[BEGIN DATASET ENTRIES]

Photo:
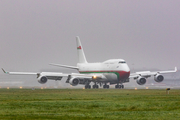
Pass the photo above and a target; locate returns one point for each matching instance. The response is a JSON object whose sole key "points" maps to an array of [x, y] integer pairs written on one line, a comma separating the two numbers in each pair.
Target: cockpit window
{"points": [[122, 62]]}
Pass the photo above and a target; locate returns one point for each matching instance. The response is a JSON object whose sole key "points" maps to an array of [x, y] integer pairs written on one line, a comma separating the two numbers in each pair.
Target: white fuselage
{"points": [[112, 70]]}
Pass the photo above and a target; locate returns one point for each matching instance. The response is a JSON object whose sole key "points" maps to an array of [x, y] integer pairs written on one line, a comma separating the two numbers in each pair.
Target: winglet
{"points": [[4, 71]]}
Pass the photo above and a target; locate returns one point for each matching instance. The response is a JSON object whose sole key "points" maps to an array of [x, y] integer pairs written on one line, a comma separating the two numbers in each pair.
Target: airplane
{"points": [[112, 71]]}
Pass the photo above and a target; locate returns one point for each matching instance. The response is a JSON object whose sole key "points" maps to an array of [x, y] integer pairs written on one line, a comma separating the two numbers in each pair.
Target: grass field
{"points": [[76, 104]]}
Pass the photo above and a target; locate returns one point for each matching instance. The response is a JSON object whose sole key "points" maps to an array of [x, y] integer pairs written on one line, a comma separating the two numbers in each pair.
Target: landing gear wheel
{"points": [[106, 86], [95, 86], [116, 86]]}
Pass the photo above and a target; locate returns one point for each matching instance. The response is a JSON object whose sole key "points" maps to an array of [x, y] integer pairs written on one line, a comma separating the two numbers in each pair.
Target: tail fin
{"points": [[81, 55]]}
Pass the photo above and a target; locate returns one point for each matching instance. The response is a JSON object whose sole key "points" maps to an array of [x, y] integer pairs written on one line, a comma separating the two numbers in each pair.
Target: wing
{"points": [[58, 76], [147, 74]]}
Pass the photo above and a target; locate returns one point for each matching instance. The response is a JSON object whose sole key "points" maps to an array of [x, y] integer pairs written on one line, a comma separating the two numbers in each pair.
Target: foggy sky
{"points": [[33, 33]]}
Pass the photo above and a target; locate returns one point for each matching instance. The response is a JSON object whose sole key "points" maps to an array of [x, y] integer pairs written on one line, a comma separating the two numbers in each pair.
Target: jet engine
{"points": [[141, 80], [74, 81], [158, 78], [42, 80]]}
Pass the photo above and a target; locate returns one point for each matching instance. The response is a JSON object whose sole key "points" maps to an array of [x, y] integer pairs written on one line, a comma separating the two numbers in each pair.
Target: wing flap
{"points": [[149, 73]]}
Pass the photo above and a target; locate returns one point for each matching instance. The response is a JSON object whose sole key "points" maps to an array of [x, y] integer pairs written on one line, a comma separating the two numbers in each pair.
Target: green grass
{"points": [[76, 104]]}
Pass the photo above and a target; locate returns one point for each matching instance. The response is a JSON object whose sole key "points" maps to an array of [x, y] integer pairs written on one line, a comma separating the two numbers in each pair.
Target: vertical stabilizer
{"points": [[81, 55]]}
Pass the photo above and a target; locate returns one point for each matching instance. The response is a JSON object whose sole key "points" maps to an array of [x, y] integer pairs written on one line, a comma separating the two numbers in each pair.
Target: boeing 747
{"points": [[113, 71]]}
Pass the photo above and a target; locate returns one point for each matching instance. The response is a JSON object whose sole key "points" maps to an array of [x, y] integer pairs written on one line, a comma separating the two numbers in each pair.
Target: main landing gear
{"points": [[106, 86], [119, 86], [87, 86]]}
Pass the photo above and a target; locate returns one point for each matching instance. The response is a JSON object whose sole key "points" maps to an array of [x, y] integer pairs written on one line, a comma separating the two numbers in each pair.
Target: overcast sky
{"points": [[33, 33]]}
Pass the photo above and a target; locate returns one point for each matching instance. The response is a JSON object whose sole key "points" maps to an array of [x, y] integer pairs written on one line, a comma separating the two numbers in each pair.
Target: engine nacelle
{"points": [[141, 80], [42, 80], [158, 78], [74, 81]]}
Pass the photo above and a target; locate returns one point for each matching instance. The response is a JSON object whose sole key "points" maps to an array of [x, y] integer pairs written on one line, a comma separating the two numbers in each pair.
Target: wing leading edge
{"points": [[149, 73]]}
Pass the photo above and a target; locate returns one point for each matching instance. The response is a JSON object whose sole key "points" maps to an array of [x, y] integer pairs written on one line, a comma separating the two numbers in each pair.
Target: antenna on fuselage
{"points": [[81, 55]]}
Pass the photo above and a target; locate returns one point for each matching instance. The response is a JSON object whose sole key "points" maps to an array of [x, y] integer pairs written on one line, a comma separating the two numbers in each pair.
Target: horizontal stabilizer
{"points": [[65, 66]]}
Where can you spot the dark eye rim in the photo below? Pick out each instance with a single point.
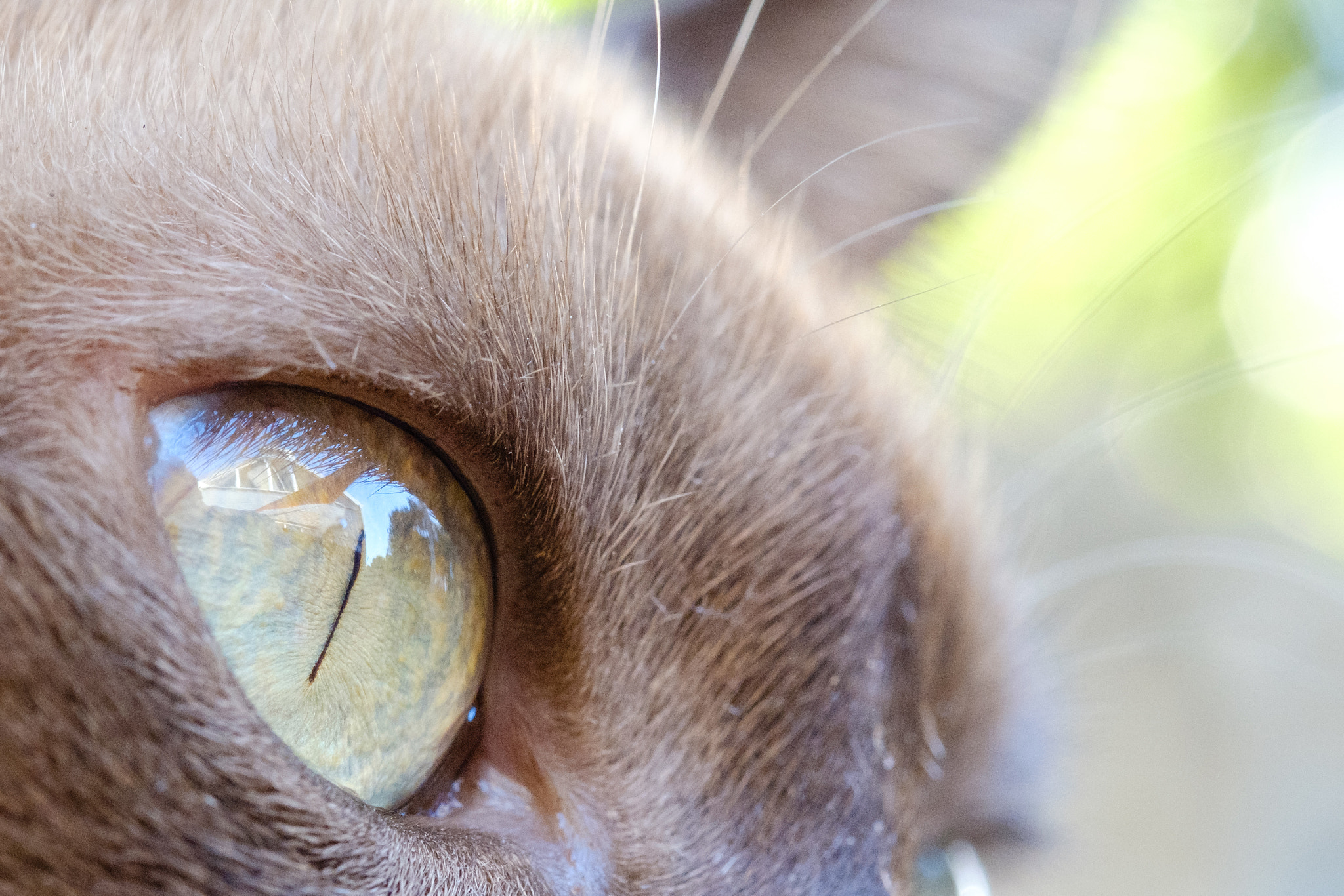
(467, 738)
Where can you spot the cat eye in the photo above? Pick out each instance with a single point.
(342, 569)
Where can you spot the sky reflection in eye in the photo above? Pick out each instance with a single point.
(342, 569)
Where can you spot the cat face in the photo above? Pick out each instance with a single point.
(744, 634)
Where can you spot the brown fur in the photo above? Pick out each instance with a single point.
(740, 600)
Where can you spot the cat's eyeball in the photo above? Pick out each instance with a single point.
(341, 567)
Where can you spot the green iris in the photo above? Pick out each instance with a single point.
(342, 570)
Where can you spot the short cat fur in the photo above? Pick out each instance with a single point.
(746, 637)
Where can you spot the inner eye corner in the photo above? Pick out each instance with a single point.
(308, 527)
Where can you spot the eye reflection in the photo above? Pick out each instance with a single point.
(341, 567)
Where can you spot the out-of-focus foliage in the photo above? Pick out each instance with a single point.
(1159, 269)
(1159, 266)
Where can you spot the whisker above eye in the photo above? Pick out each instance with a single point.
(1018, 489)
(714, 268)
(791, 101)
(730, 66)
(1169, 551)
(891, 222)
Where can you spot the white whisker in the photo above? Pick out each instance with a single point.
(1032, 479)
(891, 222)
(601, 23)
(787, 106)
(1245, 555)
(789, 192)
(730, 66)
(654, 121)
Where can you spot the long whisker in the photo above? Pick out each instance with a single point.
(1245, 555)
(601, 23)
(654, 121)
(730, 66)
(887, 225)
(1030, 261)
(894, 301)
(789, 192)
(787, 106)
(1019, 488)
(1221, 195)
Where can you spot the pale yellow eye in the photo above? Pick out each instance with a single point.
(342, 569)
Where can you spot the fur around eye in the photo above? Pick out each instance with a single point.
(342, 570)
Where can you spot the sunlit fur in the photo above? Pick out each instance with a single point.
(742, 601)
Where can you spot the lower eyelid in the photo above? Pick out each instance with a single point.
(352, 617)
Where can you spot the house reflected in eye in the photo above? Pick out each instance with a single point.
(287, 492)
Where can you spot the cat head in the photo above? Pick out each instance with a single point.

[END DATASET ENTRIES]

### WRITTEN REQUEST
Swap "photo above" for "image above" everywhere it occurs and rewrite all the records with nothing else altered. Leave the pictures out of your output.

### RESPONSE TO THE TASK
Photo:
Pass the image above and a target; locate returns one point for each matching instance. The response is a JSON object whose sole key "points" maps to an array of [x, y] integer pairs written on one line, a comma separating the two numbers in each pair.
Target: cockpit window
{"points": [[122, 62]]}
Pass the image above and a target; locate returns one point for each matching instance. The response is a JSON object whose sole key "points" maps to an array of [x, y] integer pairs written on one line, a comma separating the two numbers in each pair.
Target: white fuselage
{"points": [[112, 70]]}
Pass the image above and a target; locate returns one point for each matching instance. The response is a JSON object whose sole key "points" maps to an array of [x, y] integer pairs written on one line, a comma separating the two numbers in each pair.
Target: winglet
{"points": [[4, 71]]}
Pass the image above and a target; locate returns one point for each matching instance. The response is a JSON object whose sole key "points" maps to an array of [x, y] integer pairs written on one line, a comma separating the two numbers in each pair.
Target: airplane
{"points": [[112, 71]]}
Pass the image above and a target; locate returns one point for each matching instance. The response is a JSON object whose sole key "points" maps to an array of [x, y] integer pairs written on one line, a comma separating the two numbers in each pair.
Target: grass field
{"points": [[76, 104]]}
Pass the image above and a target; locate returns one point for each matching instance. The response is a JSON object whose sole key "points" maps to an array of [x, y] integer pairs written on one line, a comma separating the two numbers in each pair.
Target: landing gear wheel
{"points": [[106, 86], [95, 86], [116, 86]]}
Pass the image above and a target; locate returns one point for each matching instance. The response is a JSON object whose sole key "points" maps to an array of [x, y] integer pairs written on one line, a comma separating the two numbers in each pair.
Target: tail fin
{"points": [[81, 55]]}
Pass the image above and a target; locate returns one point for each matching instance. The response is a JSON object whose sole key "points" maps to an array of [x, y] integer pairs written on one line, a comma separating the two numbers in each pair.
Target: wing
{"points": [[58, 76], [147, 74]]}
Pass the image above and a target; locate returns one point for each matching instance. The response is a JSON object whose sole key "points" maps to an array of [x, y] integer pairs written on one line, a comma separating the two numbers in each pair.
Target: foggy sky
{"points": [[33, 33]]}
Pass the image above and a target; locate returns one point for each matching instance. The response is a JSON object whose sole key "points" maps to an array of [x, y] integer pairs written on one line, a comma separating the two numbers in each pair.
Target: jet engine
{"points": [[141, 80], [74, 81], [158, 78], [42, 80]]}
Pass the image above and a target; locate returns one point for each matching instance. The response is a JSON object whose sole key "points" maps to an array of [x, y] integer pairs written on one line, a comma separating the two numbers in each pair.
Target: wing flap
{"points": [[149, 73]]}
Pass the image above and a target; locate returns one point for each matching instance. The response is a JSON object whose sole key "points" maps to an array of [x, y] integer pairs written on one line, a comma separating the two numbers in each pair.
Target: green grass
{"points": [[76, 104]]}
Pass the image above and a target; locate returns one point for each matching instance. The response is a JSON object whose sole key "points" maps to an array of [x, y] integer pairs written on one line, a comma separating the two numbers in each pair.
Target: vertical stabilizer
{"points": [[81, 55]]}
Pass the image above and a target; locate returns one point for each matching instance. The response is a JSON object whose sole key "points" maps to an array of [x, y] integer pairs written on one line, a comma separating the two numbers in each pair.
Target: boeing 747
{"points": [[113, 71]]}
Pass the image above and a target; locate returns one point for each matching instance. The response is a JSON object whose sole key "points" maps to an array of [x, y] integer pairs written on one line, a comma separating the two numbers in each pair.
Target: main landing gear
{"points": [[106, 86], [119, 86], [87, 86]]}
Pass the image above and a target; locate returns one point for each matching instance. The response is a JSON object whose sole key "points" maps to an array of [x, y] integer pairs written on one line, a comma separating the two numbers in each pair.
Target: overcast sky
{"points": [[33, 33]]}
Pass the image above and a target; locate returns one point for each matching instance. The response is a JSON object whose sole key "points" maps to an array of [x, y] integer pairs written on one line, a comma separating the two numbers in each pair.
Target: engine nacelle
{"points": [[141, 80], [42, 80], [158, 78], [74, 81]]}
Pass the image above and a target; locate returns one point for each matching instance. The response is a JSON object whose sole key "points" maps to an array of [x, y] integer pairs written on one line, a comma separating the two numbers in each pair.
Target: wing leading edge
{"points": [[149, 73]]}
Pass the image above and a target; locate returns one point for each matching instance. The response is a JSON object whose sole key "points" maps to an array of [x, y] integer pairs written on one line, a comma separating the two numbers in each pair.
Target: antenna on fuselage
{"points": [[81, 55]]}
Pass the image above and a target; locate returns one point for each matching instance. The response is a JSON object whose sole key "points" maps to an array of [x, y] integer pairs written on one line, a comma separating the two numbers in each pair.
Target: horizontal stabilizer
{"points": [[65, 66]]}
Where can you spot the dark eye rim in the photo below? Pick out each instance with a single point.
(467, 738)
Where can you spot the cat eye in the image above? Pick out each instance with a single point.
(342, 569)
Where can you spot the sky reflection in eye in the image above? Pick out each instance with a single point.
(342, 569)
Where can you spot the cat face in the image above? Pick out each instance with a single point.
(744, 634)
Where can you spot the brown fur in the image above? Pick out each instance with a single point.
(740, 600)
Where can you spot the cat's eyeball in the image above? Pick out each instance with a single point.
(341, 567)
Where can you spot the green iris in the image above? Pick out each instance with a single point.
(342, 570)
Where can you spot the short cat fur in the image above? Pick out each instance with a single point.
(746, 637)
Where can you spot the inner eye corner in the image above? Pick out each instance with a single point.
(308, 527)
Where can you spot the eye reflection in the image above? Pick out each instance with a single point.
(341, 567)
Where can you spot the out-of-focus foliage in the image above? Pick out each instance with a single point.
(1159, 269)
(1159, 266)
Where can you spot the whisker above eye in the image above? Pick out each instance with a single point.
(1018, 489)
(714, 268)
(791, 101)
(730, 66)
(1169, 551)
(891, 222)
Where can you spot the white whisker in the image above? Pick out each instance with a single point.
(1032, 479)
(891, 222)
(601, 23)
(787, 106)
(1245, 555)
(789, 192)
(730, 66)
(654, 121)
Where can you spot the long whisker in the image above? Pick out each instance with a single point.
(1245, 555)
(601, 23)
(654, 121)
(730, 66)
(887, 225)
(1030, 261)
(894, 301)
(789, 192)
(787, 106)
(1019, 488)
(1221, 195)
Where can you spot the pale yellow eye in the image above? Pick out each instance with a single point.
(342, 569)
Where can you spot the fur around eye in the image above? Pick out each instance with a single point.
(342, 570)
Where can you spot the sunlit fur in the image above? Pick out each instance with a single point.
(742, 601)
Where can you spot the lower eyelid in the image above? Pick out each instance with a single point.
(352, 617)
Where can you spot the house reflected in eye in the image above? Pick out each instance with a single point.
(287, 492)
Where can you spot the cat head in the image above? Pick out each instance with a single point.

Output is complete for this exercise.